(Text block)

There is an increasing trend of tobacco production in Indonesia. Between 2014 and 2020, the total production of tobacco increased by about 0.7% per year, except in 2016 as shown in Figure 1. The centres of tobacco plantations in Indonesia are Central Java, East Java, and Nusa Tenggara Barat provinces. Among the three provinces, East Java has produced the highest amount of tobacco. The contribution of East Java to the total Indonesian tobacco production is about 43.45%.

Figure 1. Tobacco production in Indonesia (2015-2020) [49].
Figure 2. Tobacco Export and Import (2010-2018) [49].
Figure 3. Domestic Cigarette Consumption.

Figure 1 shows that tobacco production only decreased in 2016 before stabilising and remaining relatively steady through 2020. As mentioned earlier, most tobacco estates in Indonesia are organised in community-run smallholders that use traditional farming methods. Hence, it is likely that the decline in production in 2016 was due to bad climate changes.

Indonesia has long been known as one of the major tobacco producers in the world [13]. Nevertheless, there is a declining trend in Indonesian tobacco exports. Exports have decreased because the demand for tobacco for cigarette production in the domestic market is very high. According to the Directorate General of Estate Crops, Ministry of Agriculture Republic of Indonesia, during the years 2010-2018, total exports of tobacco declined by approximately 0.15%, though the exports did slightly recover in 2017 and 2018. In addition, Indonesia exports raw as opposed to processed tobacco [49] However, Indonesia continues to import tobacco, especially for cigarette industries, as shown in Figure 2.

Figure 2 shows a deficit in the balance of trade in tobacco commodities where Indonesia imports more tobacco than its exports. In Indonesia, tobacco estates grow multiple variants of tobacco, namely Voor-Oogst (VO), Na-Oogst (NO), virginia, burley, and oriental. The variant of VO and NO planted in Jember, East Java, yields cigar materials exported to Germany, Denmark, Italy, Poland, Switzerland, China, and Singapore [50]. On the other hand, tobacco import is allowed under Law No. 3/2014, which regulates the obligation of the government to guarantee the availability of raw materials for domestic industries. Hence, since domestic tobacco plantations do not meet the cigarrete industries’ needs, tobacco import is permitted. As a result, Indonesia imports Virginia, Burley, and oriental tobacco from China, India, the United States, Brazil, Turkey, and Zimbabwe to provide raw materials for cigarette industries [51]. As opposed to the cigar as an export commodity, cigarette products are marketed in domestic areas. In this sense, the high level of tobacco import parallels the high domestic consumption of tobacco in Indonesia [52], as shown in Figure 3 below. The table records the percentage of smokers in Indonesia above the age of 15; most of the smokers are men. Indeed, despite there has been a declining trend since 2010, before 2013 half of Indonesian men are smokers.

(End Text block)

* **Exercise 1**:
In the tobacco passage, what share of Indonesia's total tobacco production does East Java contribute?
* **Exercise 2**:
Reproduce the part of the tobacco passage that opens with the words containing "There is an" and closes with "Indonesia (2015-2020) [49].", changing "tobacco plantations" to "tobacco farms".
The records below come from a different source than the tobacco passage.

(Study material)

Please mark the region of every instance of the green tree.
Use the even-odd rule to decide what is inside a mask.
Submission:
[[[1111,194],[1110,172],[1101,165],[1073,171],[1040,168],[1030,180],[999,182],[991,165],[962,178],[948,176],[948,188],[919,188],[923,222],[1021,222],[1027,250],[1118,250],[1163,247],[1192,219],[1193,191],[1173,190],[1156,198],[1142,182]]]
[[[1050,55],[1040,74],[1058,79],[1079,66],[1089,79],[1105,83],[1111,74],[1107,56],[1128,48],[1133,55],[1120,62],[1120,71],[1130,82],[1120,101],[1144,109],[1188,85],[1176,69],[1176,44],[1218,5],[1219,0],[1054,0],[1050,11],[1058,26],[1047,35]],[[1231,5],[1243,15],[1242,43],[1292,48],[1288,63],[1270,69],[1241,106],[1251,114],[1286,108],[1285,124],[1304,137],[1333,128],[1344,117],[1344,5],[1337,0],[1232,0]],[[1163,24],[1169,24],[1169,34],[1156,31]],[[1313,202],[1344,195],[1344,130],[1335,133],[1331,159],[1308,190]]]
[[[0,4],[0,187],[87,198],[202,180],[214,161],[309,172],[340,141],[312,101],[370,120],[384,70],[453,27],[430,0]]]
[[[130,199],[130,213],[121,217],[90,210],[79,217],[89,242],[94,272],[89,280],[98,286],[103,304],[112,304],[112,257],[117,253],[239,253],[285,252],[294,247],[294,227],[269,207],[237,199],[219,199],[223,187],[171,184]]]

(End Study material)

* **Solution 1**:
About 43.45%.

* **Solution 2**:
There is an increasing trend of tobacco production in Indonesia. Between 2014 and 2020, the total production of tobacco increased by about 0.7% per year, except in 2016 as shown in Figure 1. The centres of tobacco farms in Indonesia are Central Java, East Java, and Nusa Tenggara Barat provinces. Among the three provinces, East Java has produced the highest amount of tobacco. The contribution of East Java to the total Indonesian tobacco production is about 43.45%.

Figure 1. Tobacco production in Indonesia (2015-2020) [49].